# [Task instructions]
1. Copy the Java exploit article between "According to the" and "the security risk.", inclusive, switching "zero-day" to "0day" throughout.
2. Pick up the article on the Java zero-day sale from where it stops and keep writing.

··· Text excerpt ···

"On Monday, an administrator of an exclusive cybercrime forum posted a message saying he was selling a new Java 0day to a lucky two buyers. The cost: starting at $5,000 each," said security reporter Brian Krebs, who was the first to report the vulnerability sales offer.
What does a starting price of $5,000 buy? "The hacker forum admin's message ... promised weaponized and source code versions of the exploit. This seller also said his Java 0day -- in the latest version of Java (Java 7 Update 11) -- was not yet part of any exploit kits," said Krebs.
[ Does your business depend on Java? Here's how to stay secure. 10 Facts: Secure Java For Business Use. ]
But the new zero-day vulnerability was apparently already in at least one attacker's hands. "Code will be sold twice (it has been sold once already). It is not present in any known exploit pack including that very private version of [Blackhole] going for 10$k/month," read the notice, referring to the Cool Exploit Kit that was created by the developers of the Blackhole crimeware kit, which rents for $10,000 per month. "I will be accepting counter-bids if you wish to outbid the competition."
According to the sales notice, the zero-day vulnerability is ready to be used and includes support via personal message (PM) -- presumably via the hacking forum's chat system. "Simply modify the url in the php page that calls up the jar to your own executable url and you are set," read the hacker forum administrator's message. "You may pm me."
Krebs said on Wednesday that the hacking forum thread with the admin's zero-day vulnerability sales pitch has since been deleted, suggesting that the exploit has now been sold to a second buyer.
News that there's yet another zero-day Java vulnerability should lead businesses to ask whether running the Java browser plug-in, or using Java runtime environments to run enterprise applications, is worth the security risk.

··· Record set ···

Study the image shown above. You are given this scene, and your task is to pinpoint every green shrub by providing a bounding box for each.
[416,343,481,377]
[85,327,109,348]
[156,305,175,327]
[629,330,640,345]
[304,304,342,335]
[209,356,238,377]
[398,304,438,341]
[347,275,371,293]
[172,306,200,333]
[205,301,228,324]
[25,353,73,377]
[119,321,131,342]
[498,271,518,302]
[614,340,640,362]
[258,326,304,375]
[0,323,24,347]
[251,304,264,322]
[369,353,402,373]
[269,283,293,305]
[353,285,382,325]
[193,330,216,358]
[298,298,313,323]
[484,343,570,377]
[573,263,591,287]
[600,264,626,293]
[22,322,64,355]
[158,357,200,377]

···

# [Solved tasks]
1.
According to the sales notice, the 0day vulnerability is ready to be used and includes support via personal message (PM) -- presumably via the hacking forum's chat system. "Simply modify the url in the php page that calls up the jar to your own executable url and you are set," read the hacker forum administrator's message. "You may pm me."
Krebs said on Wednesday that the hacking forum thread with the admin's 0day vulnerability sales pitch has since been deleted, suggesting that the exploit has now been sold to a second buyer.
News that there's yet another 0day Java vulnerability should lead businesses to ask whether running the Java browser plug-in, or using Java runtime environments to run enterprise applications, is worth the security risk.

2.
Indeed, the two zero-day vulnerabilities spotted last week and patched on Sunday led the Department of Homeland security to warn that the Java browser plug-in should be avoided, if at all possible. If that's not feasible, security experts recommend locking down Java use to minimize the chance that a business will get exploited via some future zero-day vulnerability.
The slow speed with which Oracle patches Java vulnerabilities has also drawn criticism from security experts. Furthermore, some of Oracle's Java patching has been sloppy and has not fully addressed flaws being actively exploited by attackers. For example, while Oracle's Sunday patch fixed one of the two zero-day flaws being actively exploited in Java 7 by attackers, Oracle left the other flaw unpatched, though it used a change in security permissions to make the flaw more difficult for attackers to access.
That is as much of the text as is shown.